Exercise objective >> Repeat exactly, and only, the lines from the one containing "Where can the snowy" through the end of the records.

**** Input

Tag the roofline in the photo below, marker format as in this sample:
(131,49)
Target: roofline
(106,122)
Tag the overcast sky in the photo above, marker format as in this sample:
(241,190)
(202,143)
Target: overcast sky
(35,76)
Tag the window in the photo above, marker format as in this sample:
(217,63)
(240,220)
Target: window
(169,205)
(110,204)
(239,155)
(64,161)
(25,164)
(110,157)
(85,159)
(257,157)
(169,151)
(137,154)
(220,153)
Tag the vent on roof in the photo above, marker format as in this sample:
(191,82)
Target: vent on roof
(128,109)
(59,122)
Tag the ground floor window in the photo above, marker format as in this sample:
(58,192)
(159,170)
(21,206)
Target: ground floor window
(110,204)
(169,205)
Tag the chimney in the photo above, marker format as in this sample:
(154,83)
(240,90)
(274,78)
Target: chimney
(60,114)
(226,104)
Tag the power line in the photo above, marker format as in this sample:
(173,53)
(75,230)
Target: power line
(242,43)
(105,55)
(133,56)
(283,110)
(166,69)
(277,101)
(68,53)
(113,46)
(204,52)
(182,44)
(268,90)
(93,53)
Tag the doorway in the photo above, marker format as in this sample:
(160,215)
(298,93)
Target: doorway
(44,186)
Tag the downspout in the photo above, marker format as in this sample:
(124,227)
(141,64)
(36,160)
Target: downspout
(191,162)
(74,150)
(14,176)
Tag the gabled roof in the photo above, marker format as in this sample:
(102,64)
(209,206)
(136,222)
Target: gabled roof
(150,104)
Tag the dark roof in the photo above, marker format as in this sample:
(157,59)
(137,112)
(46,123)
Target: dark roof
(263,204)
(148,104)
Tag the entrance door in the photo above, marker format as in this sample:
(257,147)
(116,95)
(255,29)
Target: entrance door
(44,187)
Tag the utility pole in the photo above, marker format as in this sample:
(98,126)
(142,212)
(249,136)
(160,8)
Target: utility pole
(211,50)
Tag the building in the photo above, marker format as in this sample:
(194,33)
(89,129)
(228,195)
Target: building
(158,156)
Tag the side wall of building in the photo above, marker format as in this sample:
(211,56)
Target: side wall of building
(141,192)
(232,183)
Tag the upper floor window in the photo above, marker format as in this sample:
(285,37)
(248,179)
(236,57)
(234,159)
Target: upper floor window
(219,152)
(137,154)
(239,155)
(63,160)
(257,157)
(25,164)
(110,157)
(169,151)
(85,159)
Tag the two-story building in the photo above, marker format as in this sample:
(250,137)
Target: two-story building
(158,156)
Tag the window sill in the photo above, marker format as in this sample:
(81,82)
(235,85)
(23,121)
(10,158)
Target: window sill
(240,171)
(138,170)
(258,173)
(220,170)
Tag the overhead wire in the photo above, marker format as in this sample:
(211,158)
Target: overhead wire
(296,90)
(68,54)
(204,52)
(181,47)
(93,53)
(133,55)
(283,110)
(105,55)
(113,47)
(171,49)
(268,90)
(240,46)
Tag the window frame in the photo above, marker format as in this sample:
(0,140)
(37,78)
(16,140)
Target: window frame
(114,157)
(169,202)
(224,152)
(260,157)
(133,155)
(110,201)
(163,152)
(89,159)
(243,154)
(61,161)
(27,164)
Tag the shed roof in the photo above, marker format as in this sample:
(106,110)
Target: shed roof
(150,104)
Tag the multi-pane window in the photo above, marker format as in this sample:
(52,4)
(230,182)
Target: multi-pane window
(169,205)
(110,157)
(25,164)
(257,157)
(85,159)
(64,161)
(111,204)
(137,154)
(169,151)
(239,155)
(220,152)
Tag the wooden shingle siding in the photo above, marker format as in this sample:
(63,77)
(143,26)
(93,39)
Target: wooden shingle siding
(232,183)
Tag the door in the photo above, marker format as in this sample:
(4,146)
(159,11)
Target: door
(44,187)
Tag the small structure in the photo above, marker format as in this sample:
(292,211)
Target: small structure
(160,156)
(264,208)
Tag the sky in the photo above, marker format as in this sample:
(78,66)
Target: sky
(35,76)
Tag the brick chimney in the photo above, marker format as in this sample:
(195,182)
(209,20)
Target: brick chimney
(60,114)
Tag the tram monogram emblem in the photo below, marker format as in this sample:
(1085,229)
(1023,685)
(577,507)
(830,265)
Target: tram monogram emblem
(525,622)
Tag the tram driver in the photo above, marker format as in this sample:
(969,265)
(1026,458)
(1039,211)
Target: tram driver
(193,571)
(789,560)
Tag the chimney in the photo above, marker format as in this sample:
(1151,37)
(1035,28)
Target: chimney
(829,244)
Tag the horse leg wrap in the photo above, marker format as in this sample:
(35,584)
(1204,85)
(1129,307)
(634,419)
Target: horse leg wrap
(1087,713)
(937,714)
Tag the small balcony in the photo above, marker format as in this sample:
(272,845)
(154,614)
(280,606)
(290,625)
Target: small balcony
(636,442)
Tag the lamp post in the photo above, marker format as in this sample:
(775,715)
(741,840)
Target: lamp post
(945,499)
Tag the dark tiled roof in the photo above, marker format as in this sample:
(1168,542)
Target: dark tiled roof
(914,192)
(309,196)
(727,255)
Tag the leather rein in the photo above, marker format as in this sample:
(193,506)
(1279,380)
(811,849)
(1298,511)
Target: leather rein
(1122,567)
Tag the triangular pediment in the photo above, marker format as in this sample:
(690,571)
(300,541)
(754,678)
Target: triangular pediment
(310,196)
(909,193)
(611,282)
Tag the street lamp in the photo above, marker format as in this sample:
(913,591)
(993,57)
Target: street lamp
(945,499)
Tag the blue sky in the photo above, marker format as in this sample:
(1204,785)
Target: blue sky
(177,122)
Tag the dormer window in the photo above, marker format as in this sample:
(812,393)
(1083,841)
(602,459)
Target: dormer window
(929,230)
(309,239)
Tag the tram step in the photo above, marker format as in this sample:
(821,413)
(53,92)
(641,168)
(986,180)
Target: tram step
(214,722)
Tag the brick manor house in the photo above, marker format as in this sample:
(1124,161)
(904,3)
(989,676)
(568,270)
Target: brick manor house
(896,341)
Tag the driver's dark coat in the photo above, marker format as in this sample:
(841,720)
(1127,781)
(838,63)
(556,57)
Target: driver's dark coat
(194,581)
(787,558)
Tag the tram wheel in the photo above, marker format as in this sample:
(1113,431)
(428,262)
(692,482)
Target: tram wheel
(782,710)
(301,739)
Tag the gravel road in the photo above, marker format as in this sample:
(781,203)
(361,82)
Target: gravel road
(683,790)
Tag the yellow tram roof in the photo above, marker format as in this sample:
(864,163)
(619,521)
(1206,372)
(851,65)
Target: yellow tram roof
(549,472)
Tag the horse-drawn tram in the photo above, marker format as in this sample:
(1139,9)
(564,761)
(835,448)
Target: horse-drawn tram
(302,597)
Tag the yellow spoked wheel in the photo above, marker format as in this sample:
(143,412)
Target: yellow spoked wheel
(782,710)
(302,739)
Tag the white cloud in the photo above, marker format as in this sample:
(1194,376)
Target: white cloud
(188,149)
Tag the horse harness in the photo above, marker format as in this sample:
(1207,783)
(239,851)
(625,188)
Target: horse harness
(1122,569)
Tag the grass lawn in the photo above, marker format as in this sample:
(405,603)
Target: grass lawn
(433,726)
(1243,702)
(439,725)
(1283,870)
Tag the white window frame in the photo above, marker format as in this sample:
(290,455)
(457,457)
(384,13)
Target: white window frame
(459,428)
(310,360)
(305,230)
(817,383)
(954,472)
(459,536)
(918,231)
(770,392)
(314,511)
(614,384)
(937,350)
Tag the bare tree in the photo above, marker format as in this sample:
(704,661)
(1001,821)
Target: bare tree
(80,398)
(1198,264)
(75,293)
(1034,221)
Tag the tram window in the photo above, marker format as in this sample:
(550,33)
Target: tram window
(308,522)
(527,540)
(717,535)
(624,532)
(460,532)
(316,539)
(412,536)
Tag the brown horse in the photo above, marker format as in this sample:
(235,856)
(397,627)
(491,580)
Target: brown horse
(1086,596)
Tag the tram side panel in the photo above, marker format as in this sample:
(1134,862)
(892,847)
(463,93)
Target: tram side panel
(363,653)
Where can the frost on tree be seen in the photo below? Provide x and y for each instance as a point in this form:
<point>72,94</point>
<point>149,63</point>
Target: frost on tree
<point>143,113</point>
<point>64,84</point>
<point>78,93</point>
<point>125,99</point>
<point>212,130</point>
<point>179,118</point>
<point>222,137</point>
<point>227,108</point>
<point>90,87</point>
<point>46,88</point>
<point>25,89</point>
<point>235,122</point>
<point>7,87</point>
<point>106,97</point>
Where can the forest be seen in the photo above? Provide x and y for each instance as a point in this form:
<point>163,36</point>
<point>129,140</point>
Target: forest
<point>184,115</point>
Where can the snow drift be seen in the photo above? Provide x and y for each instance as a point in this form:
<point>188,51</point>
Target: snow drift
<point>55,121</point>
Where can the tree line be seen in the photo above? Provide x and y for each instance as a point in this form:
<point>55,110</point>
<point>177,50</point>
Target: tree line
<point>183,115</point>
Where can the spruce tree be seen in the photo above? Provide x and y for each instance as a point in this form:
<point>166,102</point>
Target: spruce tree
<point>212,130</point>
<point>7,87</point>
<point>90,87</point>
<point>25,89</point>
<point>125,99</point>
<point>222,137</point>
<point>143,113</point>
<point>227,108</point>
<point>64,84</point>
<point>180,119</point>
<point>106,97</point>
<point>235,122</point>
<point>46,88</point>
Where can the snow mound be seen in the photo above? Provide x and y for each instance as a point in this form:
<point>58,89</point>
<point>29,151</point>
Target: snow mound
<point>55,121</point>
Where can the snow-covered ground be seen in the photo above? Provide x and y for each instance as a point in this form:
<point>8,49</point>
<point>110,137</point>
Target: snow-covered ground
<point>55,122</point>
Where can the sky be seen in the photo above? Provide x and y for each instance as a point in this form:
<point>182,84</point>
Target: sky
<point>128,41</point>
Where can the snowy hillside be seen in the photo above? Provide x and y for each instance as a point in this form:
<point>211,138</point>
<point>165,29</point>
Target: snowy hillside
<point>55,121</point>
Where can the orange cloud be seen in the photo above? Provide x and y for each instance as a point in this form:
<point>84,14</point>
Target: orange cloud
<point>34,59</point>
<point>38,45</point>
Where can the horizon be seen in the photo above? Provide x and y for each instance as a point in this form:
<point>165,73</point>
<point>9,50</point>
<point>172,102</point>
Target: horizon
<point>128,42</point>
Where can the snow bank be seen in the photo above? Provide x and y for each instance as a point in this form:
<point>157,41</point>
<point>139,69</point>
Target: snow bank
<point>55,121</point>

********

Output of the task >>
Where can the snowy hillside be seen in the photo above? Provide x and y for each instance as a point in this form:
<point>211,138</point>
<point>165,29</point>
Target: snowy hillside
<point>55,121</point>
Where can the orange cloud be seen in the photo above? Provide x and y for each instance as a point in this form:
<point>84,14</point>
Target: orange cloud
<point>34,59</point>
<point>38,45</point>
Where can the horizon be seen in the photo above? Provide x and y for each instance as a point in this form:
<point>165,73</point>
<point>9,50</point>
<point>172,102</point>
Target: horizon
<point>128,42</point>
Where can the snow bank be seen in the photo above? Provide x and y for each instance as a point in this form:
<point>157,41</point>
<point>139,69</point>
Target: snow bank
<point>55,121</point>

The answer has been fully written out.